#### Information given
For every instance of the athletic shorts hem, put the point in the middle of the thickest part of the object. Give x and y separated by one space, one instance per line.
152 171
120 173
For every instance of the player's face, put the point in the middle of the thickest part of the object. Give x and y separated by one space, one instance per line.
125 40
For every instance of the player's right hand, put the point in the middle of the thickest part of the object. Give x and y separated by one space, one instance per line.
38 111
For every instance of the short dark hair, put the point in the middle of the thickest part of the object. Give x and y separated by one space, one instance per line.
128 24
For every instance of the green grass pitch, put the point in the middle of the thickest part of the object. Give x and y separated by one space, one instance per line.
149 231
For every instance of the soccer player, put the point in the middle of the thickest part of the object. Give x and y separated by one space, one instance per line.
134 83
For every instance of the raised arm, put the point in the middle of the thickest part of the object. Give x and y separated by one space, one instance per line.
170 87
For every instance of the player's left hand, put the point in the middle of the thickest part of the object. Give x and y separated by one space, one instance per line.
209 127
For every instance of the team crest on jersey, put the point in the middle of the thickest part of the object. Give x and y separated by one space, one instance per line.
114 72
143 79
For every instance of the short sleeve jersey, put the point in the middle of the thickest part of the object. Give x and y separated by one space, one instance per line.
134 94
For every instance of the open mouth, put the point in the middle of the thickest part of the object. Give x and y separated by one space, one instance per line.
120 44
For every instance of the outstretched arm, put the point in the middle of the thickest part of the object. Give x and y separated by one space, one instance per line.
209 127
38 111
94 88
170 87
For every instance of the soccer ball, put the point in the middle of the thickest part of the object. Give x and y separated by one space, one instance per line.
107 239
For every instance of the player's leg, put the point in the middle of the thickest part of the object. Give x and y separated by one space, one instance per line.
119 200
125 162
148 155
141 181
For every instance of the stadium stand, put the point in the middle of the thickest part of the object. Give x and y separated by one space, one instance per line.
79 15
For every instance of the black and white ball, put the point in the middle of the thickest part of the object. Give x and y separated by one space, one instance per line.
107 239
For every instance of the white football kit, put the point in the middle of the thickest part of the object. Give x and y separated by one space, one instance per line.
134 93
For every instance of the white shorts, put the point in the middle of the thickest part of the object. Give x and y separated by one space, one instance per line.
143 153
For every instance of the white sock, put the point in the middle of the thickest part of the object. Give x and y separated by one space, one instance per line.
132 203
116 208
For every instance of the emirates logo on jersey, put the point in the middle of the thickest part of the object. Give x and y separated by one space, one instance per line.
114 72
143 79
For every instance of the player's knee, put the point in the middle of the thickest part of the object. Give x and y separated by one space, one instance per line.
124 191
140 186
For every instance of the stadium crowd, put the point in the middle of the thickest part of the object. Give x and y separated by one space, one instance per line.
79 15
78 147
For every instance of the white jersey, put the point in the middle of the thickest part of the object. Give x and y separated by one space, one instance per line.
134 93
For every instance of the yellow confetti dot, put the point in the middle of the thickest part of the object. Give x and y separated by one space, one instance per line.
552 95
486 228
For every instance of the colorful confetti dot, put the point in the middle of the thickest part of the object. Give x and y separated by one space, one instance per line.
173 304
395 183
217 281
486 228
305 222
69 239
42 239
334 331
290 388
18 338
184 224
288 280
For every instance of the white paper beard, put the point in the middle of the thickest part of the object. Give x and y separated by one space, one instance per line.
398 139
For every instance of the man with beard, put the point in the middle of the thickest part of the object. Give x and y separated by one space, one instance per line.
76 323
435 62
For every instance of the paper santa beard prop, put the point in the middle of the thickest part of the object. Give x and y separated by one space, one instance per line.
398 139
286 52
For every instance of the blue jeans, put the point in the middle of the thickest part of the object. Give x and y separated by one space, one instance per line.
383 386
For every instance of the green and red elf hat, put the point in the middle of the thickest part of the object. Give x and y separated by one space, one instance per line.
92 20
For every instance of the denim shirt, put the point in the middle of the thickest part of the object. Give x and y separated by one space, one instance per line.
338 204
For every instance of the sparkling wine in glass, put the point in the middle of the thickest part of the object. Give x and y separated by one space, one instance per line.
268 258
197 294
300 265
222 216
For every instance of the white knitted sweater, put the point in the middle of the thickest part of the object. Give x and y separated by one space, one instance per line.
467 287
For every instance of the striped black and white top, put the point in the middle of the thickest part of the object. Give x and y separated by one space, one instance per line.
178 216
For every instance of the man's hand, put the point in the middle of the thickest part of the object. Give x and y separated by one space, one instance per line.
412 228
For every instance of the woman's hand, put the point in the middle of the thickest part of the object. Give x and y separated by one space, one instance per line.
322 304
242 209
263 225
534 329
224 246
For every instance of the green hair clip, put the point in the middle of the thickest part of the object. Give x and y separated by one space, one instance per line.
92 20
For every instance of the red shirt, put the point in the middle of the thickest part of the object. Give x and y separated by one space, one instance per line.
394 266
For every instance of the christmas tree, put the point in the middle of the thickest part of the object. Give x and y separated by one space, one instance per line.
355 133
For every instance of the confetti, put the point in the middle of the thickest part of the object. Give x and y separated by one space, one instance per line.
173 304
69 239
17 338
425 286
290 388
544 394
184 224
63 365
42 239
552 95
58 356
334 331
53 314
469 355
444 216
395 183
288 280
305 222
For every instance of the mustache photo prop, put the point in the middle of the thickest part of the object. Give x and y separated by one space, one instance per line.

#### What to work on
Write out every line of the material again, exactly as it reads.

#### Task response
For every instance of the athletic shorts hem, put the point in the middle of the thickest part of the object. Give x and y separated by one space, one instance per line.
152 171
120 173
For every instance of the player's face, put the point in the middle of the thickest part of the object. Give x and y separated by one space, one instance per line.
125 40
For every instance of the player's right hand, put the point in the middle of the thickest part of the object. Give x and y separated by one space, one instance per line.
38 111
For every instance of the short dark hair, put the point in the middle of the thickest part of the object. Give x and y separated by one space, one instance per line.
128 24
For every instance of the green grass pitch, put the point in the middle of the thickest part of the object. Give x and y separated by one space, one instance per line.
149 231
For every instance of the soccer player, put the point in the middle of the thickest part of the object. Give x and y separated by one space, one instance per line.
134 83
For every instance of the raised arm, put the point in the middle of the thickest part of the object. Give x and y separated by one space, one instance per line.
170 87
For every instance of the player's left hand, put the point in the middle of the thickest part of the object. Give x and y separated by one space, one instance per line.
209 127
For every instance of the team crest on jersey, put the point in the middle of the thickest part of the object. Give x and y separated by one space, one instance per line.
114 72
143 79
For every instance of the short sleeve jersey, put the point in the middle of the thickest part of the object. Give x and y separated by one space, one instance per line.
134 94
For every instance of the open mouth, put the point in the middle of the thickest part of the object. Give x and y separated by one space, one instance per line.
120 44
For every instance of the outstretched arm, put the point in the middle of the thickest part of the object. Give x and y separated by one space, one instance per line.
209 127
38 111
94 88
170 87
For every instance of the soccer ball, put the point in the middle of the thickest part of the object. Give x and y separated by one space, one instance per line.
107 239
For every instance of the player's leg, put the point in the middle of the thickest part of the object. Give x and y separated by one space, one instance per line.
119 200
125 162
148 155
141 181
For every instance of the stadium stand, put the point in the middle of the thickest part of the object. Give x and y separated by one space, one instance per line.
79 15
For every instance of the black and white ball, put the point in the middle of the thickest part of the object. Give x and y separated by one space, one instance per line.
107 239
For every instance of the white football kit, put the point in the middle of the thickest part of the object. Give x and y separated by one space, one instance per line.
134 93
For every instance of the white shorts, put the point in the middle of the thickest part of the object. Give x and y separated by one space, one instance per line.
143 153
For every instance of the white sock, put the point in the middle of the thickest part of the object. Give x and y separated by one space, one instance per line.
132 203
116 208
For every instance of the emirates logo on jersey, put the point in the middle of the thickest part of the object. Give x and y separated by one space, one instance per line.
114 72
143 79
For every instance of the player's knee, put the point in the middle of the thickest part of the object. Give x and y separated by one space, one instance per line.
124 191
140 186
For every instance of the stadium crowd, put the point in the middle of the thickest part of the object. Give x and y separated by one space, one instance per line.
79 15
78 147
For every instance of the white jersey, put the point in the middle of the thickest part of the object. Give x and y separated by one space, one instance per line.
134 93
For every instance of the yellow confetti dot, put the point in the middle of the thickest part of the object. Give x and y separated by one space, one instance per line.
552 95
486 228
For every instance of the colorful confetti dot, put the point in the middle of the thickest part of the object. Give x and y separated by one space, one instance per line.
173 304
395 183
217 281
486 228
305 222
69 239
42 239
334 331
290 388
18 338
184 224
288 280
For every instance of the white paper beard, put the point in the middle of the thickest part of the object. Give x and y separated by one space, one instance per line.
398 139
For every instance of the man with beard, put the point in the middle of the thickest part of the object. Give x and y separated by one space, one instance per line.
76 323
435 62
For every instance of the paper santa beard prop, put the point in the middle of the thickest part of the object. Give x and y separated by one space, one instance per line.
398 139
286 52
For every instance of the blue jeans, put the point in the middle of the thickest part of the object. Give x and y separated by one space, one instance per line.
383 386
For every instance of the green and red elf hat, put the point in the middle of the thickest part of the object. Give x and y separated by one space, one instance per line.
92 20
For every instance of the denim shirt, put the point in the middle of the thickest part of the object. Give x and y separated by one space, one instance per line.
338 204
For every instance of the sparkling wine in glass, put the point in the middle of the thickest part of the object. Give x and y separated by one space, one instance per line.
268 258
197 294
300 265
222 216
For every instance of the white knitted sweater, put the point in the middle of the thickest part of the object. Give x and y separated by one space, one instance per line.
467 287
For every instance of the striped black and white top, put the point in the middle of the thickest part of the object. Give x and y separated by one space, one instance per line.
178 216
For every instance of the man's hand, put the point in the middle of the thickest part of the object. Give x and y separated by one space, one instance per line.
412 228
For every instance of the woman's hand, put the point in the middle of the thickest part of the object. Give x and y separated by one space, one instance per line.
322 304
242 209
263 225
534 329
224 246
For every instance of the green hair clip, put the point in the middle of the thickest part of the object. Give x and y separated by one space, one instance per line.
92 20
For every instance of the red shirt, put the point in the middle of the thickest part of the object. Give x and y separated by one space, one instance per line.
394 266
For every instance of the christmas tree, put the point in the middle of the thickest part of the object. Give x and y separated by one space, one instance per line.
355 133
For every instance of the confetti, put the point in the middle of the thickest part of the object. Give x and y separated by one space, one instance per line.
173 304
69 239
17 338
425 286
290 388
544 394
184 224
63 365
42 239
552 95
58 356
334 331
53 314
469 355
444 216
395 183
288 280
305 222
For every instance of the mustache photo prop, put the point in the middle of the thickest part of the object. Give x and y separated by one space, one instance per line.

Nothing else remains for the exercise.